节选段落:
■ ■ ■
网络世界模型 (Web World Models)

Language agents increasingly require persistent worlds in which they can act, remember, and learn. Existing approaches sit at two extremes: conventional web frameworks provide reliable but fixed contexts backed by databases, while fully generative world models aim for unlimited environments at the expense of controllability and practical engineering. In this work, we introduce the Web World Model (WWM), a middle ground where world state and ``physics'' are implemented in ordinary web code to ensure logical consistency, while large language models generate context, narratives, and high-level decisions on top of this structured latent state. We build a suite of WWMs on a realistic web stack, including an infinite travel atlas grounded in real geography, fictional galaxy explorers, web-scale encyclopedic and narrative worlds, and simulation- and game-like environments. Across these systems, we identify practical design principles for WWMs: separating code-defined rules from model-driven imagination, representing latent state as typed web interfaces, and utilizing deterministic generation to achieve unlimited but structured exploration. Our results suggest that web stacks themselves can serve as a scalable substrate for world models, enabling controllable yet open-ended environments. Project Page: https://github.com/Princeton-AI2-Lab/Web-World-Models.

翻译：语言智能体日益需要在能够行动、记忆和学习的持久化世界中运行。现有方法处于两个极端：传统Web框架通过数据库提供可靠但固定的上下文环境，而完全生成式世界模型则以牺牲可控性和工程实用性为代价追求无限环境。本研究提出网络世界模型（WWM），这是一种折中方案：世界状态和"物理规则"通过常规Web代码实现以确保逻辑一致性，而大型语言模型则在此结构化潜状态基础上生成上下文、叙事和高层决策。我们在真实Web技术栈上构建了一系列WWM系统，包括基于真实地理的无限旅行图集、虚构星系探索器、网络级百科全书与叙事世界，以及模拟与游戏化环境。通过这些系统，我们总结出WWM的实用设计原则：将代码定义的规则与模型驱动的想象分离，将潜状态表示为类型化Web接口，并利用确定性生成实现无限但有结构的探索。研究结果表明，Web技术栈本身可作为世界模型的可扩展基础，实现可控且开放的环境。项目页面：https://github.com/Princeton-AI2-Lab/Web-World-Models。
■ ■ ■
数据部分:
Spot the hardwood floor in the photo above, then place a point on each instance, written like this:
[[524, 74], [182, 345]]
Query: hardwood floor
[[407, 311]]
■ ■ ■
待办任务:
a) 在网络世界模型节选段落中，世界状态和物理规则靠什么实现？
b) 判断下列说法是否与网络世界模型节选段落一致，每项回答“是”或“否”，并原样引用段落中起决定作用的文字：(i) 传统Web框架提供的上下文环境既可靠又灵活多变；(ii) 所构建的WWM系统中包括基于真实地理的无限旅行图集；(iii) 设计原则之一是把代码定义的规则与模型驱动的想象合并在一起。

逐项答案:
a) 通过常规Web代码实现，以确保逻辑一致性。

b)
(i) 否：“通过数据库提供可靠但固定的上下文环境”
(ii) 是：“包括基于真实地理的无限旅行图集”
(iii) 否：“将代码定义的规则与模型驱动的想象分离”